WHAT IS ASKED
Copy the entries below word for word, starting at the line that contains "of the haze" and ending at the last line of the entries, with both ends included.

━━ RECORDS PROVIDED ━━

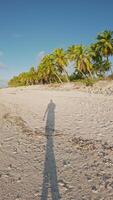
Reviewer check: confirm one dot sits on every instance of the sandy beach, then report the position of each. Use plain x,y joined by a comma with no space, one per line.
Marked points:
68,155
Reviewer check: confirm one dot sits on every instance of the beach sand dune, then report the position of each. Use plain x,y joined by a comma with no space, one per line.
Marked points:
55,144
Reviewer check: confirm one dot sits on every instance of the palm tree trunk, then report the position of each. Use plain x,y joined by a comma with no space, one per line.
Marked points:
67,76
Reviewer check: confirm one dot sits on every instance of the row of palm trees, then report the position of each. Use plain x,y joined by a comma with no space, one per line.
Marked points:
89,62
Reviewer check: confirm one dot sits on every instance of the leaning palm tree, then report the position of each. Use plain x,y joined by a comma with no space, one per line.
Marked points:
60,61
82,58
47,71
105,43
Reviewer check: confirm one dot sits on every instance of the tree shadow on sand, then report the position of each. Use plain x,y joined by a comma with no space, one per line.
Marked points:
50,172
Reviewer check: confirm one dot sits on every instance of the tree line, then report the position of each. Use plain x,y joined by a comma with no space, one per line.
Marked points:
90,62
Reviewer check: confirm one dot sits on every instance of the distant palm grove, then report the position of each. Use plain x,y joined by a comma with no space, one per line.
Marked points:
89,63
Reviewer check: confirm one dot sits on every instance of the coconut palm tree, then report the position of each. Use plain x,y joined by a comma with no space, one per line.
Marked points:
82,59
47,71
105,43
60,61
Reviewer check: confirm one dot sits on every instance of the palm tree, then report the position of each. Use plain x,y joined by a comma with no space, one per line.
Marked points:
47,72
82,59
60,61
105,43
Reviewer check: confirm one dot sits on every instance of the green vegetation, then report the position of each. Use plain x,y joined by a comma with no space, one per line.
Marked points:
90,63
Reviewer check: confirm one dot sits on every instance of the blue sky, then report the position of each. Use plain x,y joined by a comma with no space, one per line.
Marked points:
28,28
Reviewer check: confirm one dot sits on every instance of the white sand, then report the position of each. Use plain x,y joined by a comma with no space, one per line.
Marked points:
78,169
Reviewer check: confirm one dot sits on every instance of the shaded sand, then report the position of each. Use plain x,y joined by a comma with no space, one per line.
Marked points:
68,155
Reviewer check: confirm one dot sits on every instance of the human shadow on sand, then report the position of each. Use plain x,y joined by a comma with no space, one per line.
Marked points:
50,182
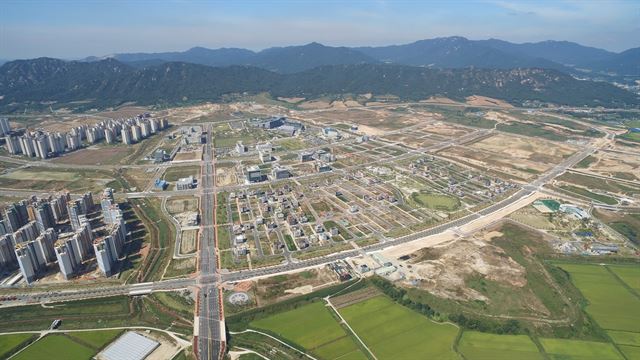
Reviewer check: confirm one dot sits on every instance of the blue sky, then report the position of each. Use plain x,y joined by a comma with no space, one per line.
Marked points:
75,29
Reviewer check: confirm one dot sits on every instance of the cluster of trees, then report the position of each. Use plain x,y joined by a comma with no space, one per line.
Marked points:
400,296
508,327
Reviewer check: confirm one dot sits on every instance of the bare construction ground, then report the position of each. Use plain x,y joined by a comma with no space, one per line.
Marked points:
519,157
189,241
620,163
179,204
96,155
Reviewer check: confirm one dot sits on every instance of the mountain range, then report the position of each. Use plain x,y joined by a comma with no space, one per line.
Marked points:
447,52
43,82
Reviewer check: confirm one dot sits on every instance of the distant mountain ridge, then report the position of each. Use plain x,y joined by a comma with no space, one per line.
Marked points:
44,81
446,52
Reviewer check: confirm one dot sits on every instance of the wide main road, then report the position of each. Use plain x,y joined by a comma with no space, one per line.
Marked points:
210,322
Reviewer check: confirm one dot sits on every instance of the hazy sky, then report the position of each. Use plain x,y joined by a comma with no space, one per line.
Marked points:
75,29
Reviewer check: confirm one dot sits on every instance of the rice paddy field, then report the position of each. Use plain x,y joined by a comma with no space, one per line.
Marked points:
629,274
71,345
481,346
9,343
313,327
561,349
47,347
393,331
611,304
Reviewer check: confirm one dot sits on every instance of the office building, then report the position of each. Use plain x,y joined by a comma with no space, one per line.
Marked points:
127,137
254,174
13,145
8,259
280,173
44,216
68,262
30,264
5,128
45,244
26,233
75,209
136,133
104,255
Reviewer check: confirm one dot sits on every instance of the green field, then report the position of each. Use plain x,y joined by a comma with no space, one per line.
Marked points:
393,331
631,352
561,349
611,304
313,327
591,195
96,339
624,337
629,274
481,346
436,201
53,347
10,342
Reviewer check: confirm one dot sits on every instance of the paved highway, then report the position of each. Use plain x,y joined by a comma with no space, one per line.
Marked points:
210,327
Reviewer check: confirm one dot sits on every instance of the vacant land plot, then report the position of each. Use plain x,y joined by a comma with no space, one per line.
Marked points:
561,349
180,267
589,194
591,182
610,303
618,164
11,343
312,327
47,347
99,156
475,345
34,178
189,241
627,224
175,173
393,331
436,201
180,204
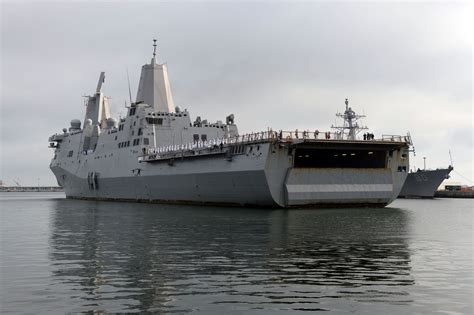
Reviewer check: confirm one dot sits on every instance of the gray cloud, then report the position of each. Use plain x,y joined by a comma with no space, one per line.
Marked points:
407,66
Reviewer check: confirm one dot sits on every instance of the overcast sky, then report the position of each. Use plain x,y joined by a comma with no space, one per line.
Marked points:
407,66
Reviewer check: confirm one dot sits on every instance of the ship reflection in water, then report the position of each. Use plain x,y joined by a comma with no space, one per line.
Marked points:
139,257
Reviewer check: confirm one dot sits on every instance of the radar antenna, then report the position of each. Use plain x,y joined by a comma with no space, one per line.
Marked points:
350,123
129,90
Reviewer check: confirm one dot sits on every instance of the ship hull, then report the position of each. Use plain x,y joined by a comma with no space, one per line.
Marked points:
267,178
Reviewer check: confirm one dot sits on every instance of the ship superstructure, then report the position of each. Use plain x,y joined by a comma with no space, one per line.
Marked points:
157,153
424,183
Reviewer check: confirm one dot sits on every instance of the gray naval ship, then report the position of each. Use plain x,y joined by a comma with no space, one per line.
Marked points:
424,183
157,153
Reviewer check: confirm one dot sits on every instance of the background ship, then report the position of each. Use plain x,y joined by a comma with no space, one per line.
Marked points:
424,183
158,154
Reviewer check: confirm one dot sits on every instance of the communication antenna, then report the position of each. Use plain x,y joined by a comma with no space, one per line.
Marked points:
129,89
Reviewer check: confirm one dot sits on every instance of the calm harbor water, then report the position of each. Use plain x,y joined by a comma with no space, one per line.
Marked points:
68,256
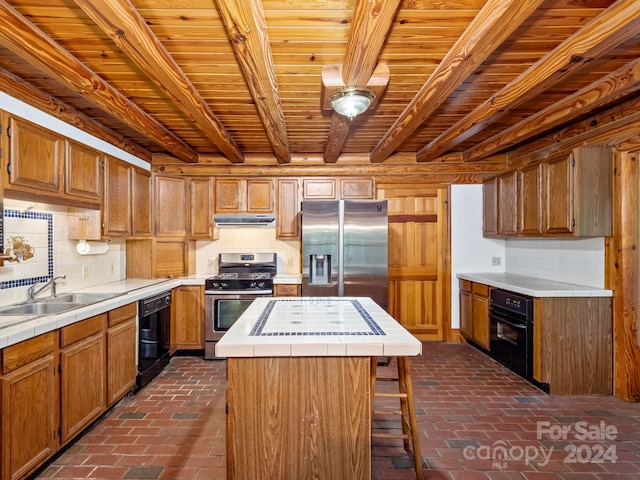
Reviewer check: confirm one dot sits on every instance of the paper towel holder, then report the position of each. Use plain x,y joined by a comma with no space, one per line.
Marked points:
92,248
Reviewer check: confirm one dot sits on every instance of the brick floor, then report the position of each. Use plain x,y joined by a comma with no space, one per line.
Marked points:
476,421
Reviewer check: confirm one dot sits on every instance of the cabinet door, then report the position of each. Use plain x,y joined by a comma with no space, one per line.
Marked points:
116,216
141,203
189,317
559,196
490,208
200,208
354,188
121,360
36,157
29,418
170,206
466,309
83,172
508,204
531,200
481,314
287,225
259,196
231,195
83,396
319,189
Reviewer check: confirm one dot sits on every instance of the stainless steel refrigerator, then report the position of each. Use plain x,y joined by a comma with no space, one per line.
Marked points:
344,249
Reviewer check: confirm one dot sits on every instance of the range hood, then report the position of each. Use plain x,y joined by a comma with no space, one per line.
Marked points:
245,220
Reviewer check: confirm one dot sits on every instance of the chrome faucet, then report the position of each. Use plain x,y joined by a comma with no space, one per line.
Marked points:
32,291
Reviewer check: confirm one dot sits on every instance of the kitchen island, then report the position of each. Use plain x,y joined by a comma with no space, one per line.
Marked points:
298,394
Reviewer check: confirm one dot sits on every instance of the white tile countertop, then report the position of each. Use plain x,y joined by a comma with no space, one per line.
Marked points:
534,287
316,326
16,328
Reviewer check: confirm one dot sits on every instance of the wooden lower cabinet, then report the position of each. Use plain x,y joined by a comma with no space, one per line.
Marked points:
188,312
474,312
30,405
121,352
572,348
82,375
286,290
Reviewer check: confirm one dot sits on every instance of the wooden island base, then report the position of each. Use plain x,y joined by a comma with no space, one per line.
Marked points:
298,418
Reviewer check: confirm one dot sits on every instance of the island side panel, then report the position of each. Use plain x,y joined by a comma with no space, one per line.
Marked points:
298,417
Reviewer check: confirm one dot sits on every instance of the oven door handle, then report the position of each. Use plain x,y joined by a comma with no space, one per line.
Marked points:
500,318
220,293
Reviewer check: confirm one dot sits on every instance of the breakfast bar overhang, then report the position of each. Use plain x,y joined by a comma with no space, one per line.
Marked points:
298,394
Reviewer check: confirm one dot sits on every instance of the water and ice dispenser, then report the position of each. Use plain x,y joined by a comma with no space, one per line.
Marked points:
320,269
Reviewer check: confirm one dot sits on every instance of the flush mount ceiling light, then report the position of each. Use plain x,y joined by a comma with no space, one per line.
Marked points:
351,102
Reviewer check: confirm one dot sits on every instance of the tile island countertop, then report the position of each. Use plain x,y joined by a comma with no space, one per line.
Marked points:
316,326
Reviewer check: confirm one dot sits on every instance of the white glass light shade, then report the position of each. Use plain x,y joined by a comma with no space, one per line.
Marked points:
351,102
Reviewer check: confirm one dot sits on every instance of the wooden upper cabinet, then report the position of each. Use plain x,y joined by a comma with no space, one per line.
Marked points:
244,195
201,208
288,208
490,208
579,193
141,203
36,157
319,189
170,211
83,171
508,201
116,203
357,188
531,198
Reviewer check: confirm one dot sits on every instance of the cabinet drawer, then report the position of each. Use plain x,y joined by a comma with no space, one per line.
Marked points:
25,352
120,314
464,285
83,329
481,289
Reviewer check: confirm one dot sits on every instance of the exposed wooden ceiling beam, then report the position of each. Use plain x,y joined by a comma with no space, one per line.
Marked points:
609,127
125,26
493,24
247,29
33,45
613,26
608,89
372,20
25,92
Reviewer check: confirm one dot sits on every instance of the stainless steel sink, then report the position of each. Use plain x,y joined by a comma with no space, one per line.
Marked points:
84,298
40,308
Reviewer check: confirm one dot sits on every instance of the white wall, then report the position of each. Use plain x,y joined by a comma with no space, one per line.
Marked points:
470,252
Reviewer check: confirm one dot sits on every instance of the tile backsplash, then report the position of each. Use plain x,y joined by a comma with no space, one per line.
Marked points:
59,258
245,240
571,260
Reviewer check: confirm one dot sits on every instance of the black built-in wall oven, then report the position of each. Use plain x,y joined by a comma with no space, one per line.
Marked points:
511,332
242,278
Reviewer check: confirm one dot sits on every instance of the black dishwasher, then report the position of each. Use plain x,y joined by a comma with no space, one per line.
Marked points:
153,336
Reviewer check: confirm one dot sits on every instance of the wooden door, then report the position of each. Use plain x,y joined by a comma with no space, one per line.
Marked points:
141,203
170,207
531,200
508,204
29,404
418,258
201,208
83,382
83,173
189,315
559,196
116,216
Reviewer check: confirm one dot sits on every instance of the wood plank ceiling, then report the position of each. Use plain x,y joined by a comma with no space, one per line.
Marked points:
241,81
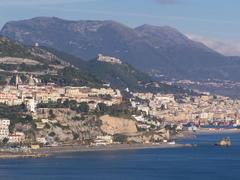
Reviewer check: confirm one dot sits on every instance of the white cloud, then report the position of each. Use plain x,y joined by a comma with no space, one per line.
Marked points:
228,48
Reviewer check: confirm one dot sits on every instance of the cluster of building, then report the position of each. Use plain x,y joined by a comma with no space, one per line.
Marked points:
201,110
31,94
16,137
108,59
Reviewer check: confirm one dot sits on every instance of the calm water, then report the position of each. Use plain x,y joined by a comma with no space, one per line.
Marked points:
205,162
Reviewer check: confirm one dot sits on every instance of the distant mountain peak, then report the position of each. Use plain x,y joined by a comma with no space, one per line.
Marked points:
147,47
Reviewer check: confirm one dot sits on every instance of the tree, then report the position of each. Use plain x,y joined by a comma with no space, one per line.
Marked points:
102,108
51,114
121,138
5,140
83,107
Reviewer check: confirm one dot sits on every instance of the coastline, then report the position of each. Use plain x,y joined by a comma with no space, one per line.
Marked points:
51,151
216,131
114,147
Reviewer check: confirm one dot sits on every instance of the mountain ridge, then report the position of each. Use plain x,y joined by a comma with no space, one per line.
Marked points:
163,49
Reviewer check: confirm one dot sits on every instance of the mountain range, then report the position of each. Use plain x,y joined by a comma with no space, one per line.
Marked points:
52,66
163,50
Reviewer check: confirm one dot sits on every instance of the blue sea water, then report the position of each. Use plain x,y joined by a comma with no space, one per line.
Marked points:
205,162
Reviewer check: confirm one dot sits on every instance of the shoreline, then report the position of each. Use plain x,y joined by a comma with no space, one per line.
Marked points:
216,131
51,151
114,147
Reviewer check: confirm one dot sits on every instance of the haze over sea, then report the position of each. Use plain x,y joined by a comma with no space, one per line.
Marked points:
205,162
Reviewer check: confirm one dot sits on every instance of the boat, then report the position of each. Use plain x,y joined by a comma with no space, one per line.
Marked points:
226,142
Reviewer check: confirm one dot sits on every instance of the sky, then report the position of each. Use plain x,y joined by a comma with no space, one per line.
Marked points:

━━━

IN RESPONSE
Reviewer check: confirm one dot sits on every instance of the haze over sea, then report the position of each. Use plain x,y joined by a comma with no space, one per line.
Marked points:
205,162
Reviewer check: confirm one dot sits on every instance of the boat, then report the position of each. Use plain x,y joined by a comma with no space, one per line.
Marked points:
226,142
Reviewer check: confirm one dot sits on every instance of the sky, then report the position of each. Use plain x,y joined by a comma with no space, one per line.
Marked points:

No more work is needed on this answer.